-- DATA SHOWN start --

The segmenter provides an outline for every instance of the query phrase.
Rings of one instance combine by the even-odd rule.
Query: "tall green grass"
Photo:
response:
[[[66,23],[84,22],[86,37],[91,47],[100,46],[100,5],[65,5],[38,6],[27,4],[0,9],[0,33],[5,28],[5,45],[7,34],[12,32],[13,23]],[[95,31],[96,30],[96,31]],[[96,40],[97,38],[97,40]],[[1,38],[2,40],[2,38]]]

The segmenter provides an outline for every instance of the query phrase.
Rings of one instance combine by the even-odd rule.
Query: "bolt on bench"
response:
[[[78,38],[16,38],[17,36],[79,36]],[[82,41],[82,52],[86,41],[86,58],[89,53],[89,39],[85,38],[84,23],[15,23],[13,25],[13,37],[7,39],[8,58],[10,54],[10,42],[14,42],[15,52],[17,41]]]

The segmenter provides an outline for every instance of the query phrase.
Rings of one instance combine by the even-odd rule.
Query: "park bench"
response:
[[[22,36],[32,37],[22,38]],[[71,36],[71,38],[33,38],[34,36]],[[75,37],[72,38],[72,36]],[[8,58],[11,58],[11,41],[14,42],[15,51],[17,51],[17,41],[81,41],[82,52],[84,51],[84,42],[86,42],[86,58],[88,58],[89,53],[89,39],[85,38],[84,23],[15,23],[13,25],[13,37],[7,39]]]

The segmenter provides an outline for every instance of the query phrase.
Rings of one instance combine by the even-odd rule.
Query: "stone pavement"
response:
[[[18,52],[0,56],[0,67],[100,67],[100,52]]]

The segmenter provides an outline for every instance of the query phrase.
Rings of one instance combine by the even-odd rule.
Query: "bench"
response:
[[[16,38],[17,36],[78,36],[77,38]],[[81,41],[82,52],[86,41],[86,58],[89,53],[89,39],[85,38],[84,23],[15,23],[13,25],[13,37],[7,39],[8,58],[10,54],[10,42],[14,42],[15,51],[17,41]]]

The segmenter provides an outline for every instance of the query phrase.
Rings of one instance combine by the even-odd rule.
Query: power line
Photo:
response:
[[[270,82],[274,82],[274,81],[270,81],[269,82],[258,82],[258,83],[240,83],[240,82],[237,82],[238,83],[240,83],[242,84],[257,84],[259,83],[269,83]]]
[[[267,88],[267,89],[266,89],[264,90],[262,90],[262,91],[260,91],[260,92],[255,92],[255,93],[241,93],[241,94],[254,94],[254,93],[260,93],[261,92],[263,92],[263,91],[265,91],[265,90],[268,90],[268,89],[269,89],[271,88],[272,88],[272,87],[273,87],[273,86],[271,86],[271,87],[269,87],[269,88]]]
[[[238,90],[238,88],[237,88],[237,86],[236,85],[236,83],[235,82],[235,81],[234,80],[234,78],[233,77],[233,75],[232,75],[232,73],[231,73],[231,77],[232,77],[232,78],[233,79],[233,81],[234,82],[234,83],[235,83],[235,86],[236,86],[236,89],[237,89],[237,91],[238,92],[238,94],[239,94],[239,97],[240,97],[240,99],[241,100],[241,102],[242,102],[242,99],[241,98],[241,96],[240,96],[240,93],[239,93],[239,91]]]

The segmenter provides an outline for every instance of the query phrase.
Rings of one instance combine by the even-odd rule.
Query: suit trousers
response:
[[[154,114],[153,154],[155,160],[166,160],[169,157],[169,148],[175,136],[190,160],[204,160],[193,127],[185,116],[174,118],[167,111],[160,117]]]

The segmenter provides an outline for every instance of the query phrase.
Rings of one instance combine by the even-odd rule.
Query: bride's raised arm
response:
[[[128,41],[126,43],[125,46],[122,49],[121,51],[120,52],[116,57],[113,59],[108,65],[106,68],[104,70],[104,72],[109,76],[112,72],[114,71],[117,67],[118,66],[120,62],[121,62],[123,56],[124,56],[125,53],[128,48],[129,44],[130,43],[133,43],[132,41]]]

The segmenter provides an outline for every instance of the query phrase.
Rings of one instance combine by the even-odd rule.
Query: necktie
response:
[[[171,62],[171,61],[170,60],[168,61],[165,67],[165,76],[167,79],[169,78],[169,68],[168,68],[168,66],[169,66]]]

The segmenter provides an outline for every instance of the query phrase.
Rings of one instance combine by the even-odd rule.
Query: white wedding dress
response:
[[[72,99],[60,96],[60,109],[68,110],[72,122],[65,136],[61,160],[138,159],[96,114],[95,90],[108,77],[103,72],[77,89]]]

-- DATA SHOWN end --

INSTRUCTIONS FOR THE TASK
Count the lines in the material above that contain the string "bench" and reply with only the number.

FINAL ANSWER
3